SHORT EXERCISE:
Starting at the line that holds "Could you please pick out the mowed", set down each line through the end of the listing, exactly as written and with nothing added.

DATA EXTRACT:
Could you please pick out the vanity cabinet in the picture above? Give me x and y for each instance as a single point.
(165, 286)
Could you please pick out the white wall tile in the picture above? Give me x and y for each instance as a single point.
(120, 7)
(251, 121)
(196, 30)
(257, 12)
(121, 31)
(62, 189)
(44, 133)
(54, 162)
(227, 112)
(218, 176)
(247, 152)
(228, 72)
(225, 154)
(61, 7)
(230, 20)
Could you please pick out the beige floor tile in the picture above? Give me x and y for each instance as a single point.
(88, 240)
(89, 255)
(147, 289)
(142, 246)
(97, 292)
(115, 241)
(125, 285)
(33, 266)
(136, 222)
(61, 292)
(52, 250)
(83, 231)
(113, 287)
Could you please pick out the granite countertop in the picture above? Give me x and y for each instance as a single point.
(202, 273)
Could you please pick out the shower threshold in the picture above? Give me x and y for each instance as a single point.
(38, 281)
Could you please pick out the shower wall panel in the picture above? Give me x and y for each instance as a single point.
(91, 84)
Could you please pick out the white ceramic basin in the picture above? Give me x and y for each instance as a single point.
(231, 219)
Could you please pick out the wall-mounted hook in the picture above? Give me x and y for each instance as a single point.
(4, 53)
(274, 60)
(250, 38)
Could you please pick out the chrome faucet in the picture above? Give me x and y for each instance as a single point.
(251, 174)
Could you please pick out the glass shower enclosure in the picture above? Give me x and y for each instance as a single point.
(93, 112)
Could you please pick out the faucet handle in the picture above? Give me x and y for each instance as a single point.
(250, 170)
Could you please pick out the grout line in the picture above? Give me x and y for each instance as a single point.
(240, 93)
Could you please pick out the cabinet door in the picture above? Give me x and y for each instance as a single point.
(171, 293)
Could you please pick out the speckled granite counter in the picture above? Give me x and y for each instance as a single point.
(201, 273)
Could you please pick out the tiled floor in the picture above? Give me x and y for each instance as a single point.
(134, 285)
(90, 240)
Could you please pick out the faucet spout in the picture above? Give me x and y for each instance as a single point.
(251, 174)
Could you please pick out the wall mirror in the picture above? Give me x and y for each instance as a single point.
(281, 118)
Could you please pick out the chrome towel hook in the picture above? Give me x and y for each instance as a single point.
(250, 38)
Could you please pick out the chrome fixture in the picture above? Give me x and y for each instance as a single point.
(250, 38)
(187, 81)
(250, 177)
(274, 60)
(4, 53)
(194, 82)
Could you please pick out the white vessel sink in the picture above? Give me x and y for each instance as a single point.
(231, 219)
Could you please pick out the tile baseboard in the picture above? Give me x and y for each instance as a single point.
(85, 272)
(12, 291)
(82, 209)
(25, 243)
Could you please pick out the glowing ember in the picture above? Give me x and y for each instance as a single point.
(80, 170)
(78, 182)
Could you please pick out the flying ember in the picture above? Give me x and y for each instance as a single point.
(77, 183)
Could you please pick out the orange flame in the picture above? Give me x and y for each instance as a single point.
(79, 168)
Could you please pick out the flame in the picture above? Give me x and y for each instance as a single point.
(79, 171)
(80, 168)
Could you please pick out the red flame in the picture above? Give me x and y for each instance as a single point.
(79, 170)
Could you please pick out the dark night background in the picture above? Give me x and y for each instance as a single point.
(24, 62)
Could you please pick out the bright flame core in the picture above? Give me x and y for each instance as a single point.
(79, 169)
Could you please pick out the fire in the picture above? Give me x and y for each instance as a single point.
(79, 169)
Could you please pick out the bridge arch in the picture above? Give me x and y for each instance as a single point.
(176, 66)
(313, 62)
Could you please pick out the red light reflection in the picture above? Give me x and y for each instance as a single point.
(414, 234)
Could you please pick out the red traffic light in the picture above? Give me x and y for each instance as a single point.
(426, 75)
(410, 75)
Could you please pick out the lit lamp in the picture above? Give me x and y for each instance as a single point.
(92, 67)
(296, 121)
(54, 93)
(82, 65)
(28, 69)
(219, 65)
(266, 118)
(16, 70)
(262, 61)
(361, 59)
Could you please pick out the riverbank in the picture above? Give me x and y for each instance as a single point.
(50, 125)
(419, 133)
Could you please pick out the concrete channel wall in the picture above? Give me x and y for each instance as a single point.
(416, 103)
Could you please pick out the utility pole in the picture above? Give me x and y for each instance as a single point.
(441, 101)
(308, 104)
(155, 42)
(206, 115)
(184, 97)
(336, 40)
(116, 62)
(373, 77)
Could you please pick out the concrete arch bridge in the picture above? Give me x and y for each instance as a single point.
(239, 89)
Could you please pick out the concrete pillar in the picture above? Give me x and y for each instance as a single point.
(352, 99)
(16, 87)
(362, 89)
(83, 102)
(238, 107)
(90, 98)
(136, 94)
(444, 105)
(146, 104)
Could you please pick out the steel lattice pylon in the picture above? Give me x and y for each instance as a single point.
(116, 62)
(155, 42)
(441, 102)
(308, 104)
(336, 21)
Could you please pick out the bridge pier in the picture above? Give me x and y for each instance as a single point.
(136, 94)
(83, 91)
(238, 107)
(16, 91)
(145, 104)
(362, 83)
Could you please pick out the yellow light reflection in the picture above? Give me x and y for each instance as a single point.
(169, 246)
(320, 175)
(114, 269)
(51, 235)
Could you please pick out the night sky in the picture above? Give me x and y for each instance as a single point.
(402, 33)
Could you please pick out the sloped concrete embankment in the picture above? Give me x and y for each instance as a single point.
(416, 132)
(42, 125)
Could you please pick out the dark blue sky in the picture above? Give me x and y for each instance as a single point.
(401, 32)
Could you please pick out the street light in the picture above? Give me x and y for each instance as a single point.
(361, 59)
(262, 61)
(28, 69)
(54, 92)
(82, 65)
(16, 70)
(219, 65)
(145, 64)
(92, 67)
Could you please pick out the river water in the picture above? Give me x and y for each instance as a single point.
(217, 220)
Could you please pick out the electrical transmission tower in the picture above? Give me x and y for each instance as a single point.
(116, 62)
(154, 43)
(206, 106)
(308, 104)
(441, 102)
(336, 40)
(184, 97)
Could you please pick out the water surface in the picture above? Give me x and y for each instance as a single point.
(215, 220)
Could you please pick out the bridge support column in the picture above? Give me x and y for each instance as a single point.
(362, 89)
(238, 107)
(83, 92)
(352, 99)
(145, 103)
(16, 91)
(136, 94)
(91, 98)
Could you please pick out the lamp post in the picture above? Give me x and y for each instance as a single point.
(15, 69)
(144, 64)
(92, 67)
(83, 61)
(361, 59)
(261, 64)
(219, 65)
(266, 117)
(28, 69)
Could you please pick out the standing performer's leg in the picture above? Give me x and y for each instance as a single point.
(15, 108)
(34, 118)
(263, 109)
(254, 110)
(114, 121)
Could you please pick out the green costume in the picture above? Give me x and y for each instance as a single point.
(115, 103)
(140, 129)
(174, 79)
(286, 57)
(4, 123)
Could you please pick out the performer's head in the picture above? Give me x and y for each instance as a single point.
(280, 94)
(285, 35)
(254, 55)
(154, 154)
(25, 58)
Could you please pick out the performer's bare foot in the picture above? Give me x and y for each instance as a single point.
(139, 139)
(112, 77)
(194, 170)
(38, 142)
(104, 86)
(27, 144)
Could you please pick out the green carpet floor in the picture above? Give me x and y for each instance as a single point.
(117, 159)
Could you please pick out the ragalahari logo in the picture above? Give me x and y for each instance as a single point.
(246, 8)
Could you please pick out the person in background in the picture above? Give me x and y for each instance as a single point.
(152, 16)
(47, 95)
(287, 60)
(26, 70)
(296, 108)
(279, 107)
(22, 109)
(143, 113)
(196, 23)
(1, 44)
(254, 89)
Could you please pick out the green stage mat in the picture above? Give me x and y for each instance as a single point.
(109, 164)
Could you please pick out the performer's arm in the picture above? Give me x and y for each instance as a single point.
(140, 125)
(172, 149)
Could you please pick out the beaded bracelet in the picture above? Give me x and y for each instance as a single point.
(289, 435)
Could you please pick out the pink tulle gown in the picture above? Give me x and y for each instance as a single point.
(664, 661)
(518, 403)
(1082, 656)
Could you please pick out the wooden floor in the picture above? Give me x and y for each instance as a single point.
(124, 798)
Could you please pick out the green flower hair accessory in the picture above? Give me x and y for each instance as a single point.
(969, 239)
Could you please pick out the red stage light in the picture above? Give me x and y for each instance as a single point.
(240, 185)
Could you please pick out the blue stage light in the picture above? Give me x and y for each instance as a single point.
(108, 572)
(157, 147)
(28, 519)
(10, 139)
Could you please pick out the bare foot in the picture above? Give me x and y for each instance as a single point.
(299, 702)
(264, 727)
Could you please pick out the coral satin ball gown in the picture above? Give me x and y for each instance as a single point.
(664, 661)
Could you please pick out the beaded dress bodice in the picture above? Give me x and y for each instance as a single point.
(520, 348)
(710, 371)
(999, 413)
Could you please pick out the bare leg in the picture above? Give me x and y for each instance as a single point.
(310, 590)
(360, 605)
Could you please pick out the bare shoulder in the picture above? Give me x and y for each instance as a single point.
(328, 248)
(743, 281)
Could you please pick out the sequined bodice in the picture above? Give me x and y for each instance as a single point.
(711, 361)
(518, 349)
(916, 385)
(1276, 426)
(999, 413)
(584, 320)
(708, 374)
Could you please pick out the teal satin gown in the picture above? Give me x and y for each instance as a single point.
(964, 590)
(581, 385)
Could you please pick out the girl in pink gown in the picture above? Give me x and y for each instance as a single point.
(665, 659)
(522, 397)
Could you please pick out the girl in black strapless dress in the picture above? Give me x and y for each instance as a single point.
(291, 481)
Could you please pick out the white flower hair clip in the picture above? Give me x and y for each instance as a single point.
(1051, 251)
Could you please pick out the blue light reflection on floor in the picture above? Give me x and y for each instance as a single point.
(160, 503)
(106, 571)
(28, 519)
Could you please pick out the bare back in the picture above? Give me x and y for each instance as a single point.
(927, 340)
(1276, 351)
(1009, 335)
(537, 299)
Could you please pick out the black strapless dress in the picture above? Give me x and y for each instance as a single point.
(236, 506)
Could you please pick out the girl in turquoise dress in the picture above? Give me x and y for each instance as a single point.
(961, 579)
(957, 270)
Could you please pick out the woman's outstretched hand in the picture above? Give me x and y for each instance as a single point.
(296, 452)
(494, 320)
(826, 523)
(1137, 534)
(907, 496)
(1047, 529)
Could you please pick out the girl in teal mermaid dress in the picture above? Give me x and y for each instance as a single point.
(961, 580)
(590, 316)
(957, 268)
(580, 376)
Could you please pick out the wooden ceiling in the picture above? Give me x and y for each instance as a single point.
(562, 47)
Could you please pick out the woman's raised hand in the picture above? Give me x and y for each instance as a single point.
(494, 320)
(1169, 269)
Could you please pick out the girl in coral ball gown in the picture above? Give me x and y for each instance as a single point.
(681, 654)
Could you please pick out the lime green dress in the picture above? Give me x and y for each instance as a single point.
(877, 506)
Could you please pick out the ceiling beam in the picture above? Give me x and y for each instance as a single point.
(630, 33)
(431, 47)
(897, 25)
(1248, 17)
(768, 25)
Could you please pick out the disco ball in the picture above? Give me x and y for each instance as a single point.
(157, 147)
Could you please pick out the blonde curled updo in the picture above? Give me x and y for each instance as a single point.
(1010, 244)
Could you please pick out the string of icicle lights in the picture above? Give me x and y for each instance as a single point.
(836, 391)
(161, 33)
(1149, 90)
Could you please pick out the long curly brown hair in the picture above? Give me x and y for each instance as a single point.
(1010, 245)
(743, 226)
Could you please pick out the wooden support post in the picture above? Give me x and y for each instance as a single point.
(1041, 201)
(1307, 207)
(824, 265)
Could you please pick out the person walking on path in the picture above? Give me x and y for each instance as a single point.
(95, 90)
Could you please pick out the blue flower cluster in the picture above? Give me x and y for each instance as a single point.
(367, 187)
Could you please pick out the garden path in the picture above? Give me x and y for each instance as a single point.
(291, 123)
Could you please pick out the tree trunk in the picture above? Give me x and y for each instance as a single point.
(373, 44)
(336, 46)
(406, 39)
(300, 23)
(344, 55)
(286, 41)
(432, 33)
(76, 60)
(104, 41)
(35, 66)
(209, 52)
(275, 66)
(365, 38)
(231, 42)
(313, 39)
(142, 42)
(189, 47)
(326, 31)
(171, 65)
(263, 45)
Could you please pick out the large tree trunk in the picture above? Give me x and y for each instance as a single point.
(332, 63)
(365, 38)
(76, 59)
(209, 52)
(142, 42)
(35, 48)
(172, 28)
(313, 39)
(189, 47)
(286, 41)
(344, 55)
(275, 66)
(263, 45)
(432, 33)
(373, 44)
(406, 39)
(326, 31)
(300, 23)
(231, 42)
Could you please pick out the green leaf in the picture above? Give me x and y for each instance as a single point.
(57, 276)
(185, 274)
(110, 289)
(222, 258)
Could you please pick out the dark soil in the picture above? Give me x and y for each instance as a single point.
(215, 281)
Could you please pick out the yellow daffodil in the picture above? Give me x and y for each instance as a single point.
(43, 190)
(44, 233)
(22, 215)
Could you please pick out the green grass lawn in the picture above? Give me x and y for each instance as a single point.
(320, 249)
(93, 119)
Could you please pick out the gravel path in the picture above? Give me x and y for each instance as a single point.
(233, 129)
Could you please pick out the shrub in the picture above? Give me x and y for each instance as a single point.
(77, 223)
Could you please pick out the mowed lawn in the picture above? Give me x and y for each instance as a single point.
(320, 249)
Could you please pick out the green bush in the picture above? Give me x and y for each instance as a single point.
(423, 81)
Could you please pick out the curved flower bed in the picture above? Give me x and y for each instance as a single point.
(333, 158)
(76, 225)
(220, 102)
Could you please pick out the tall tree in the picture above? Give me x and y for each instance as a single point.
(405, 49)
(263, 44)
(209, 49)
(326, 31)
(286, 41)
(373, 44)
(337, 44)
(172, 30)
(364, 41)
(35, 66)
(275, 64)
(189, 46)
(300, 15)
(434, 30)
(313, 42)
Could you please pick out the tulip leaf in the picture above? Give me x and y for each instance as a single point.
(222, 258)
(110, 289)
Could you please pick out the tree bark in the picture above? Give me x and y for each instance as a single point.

TASK RESPONSE:
Could you please pick out the mowed lawn in the picture above? Give me x and y for each instance as a single point.
(320, 249)
Could you please pick out the green bush in the picture above? Give me x and y for each instance as a single point.
(423, 81)
Could you please pick out the curved flower bed in the picture above? Give me x and y for each instance as a single point.
(333, 158)
(76, 225)
(220, 102)
Could you please pick out the tall tree in the picture above? Give me x and y for each instance as a single point.
(405, 49)
(263, 44)
(209, 49)
(326, 31)
(286, 41)
(373, 44)
(337, 44)
(172, 30)
(364, 41)
(35, 66)
(275, 64)
(189, 46)
(300, 15)
(434, 30)
(313, 42)
Could you please pick out the tulip leaf in the picture above? Give me x and y for each instance as a single point.
(222, 258)
(110, 289)
Could you please pick out the tree bark in the picture above? Give me x and y for each instance as a single point.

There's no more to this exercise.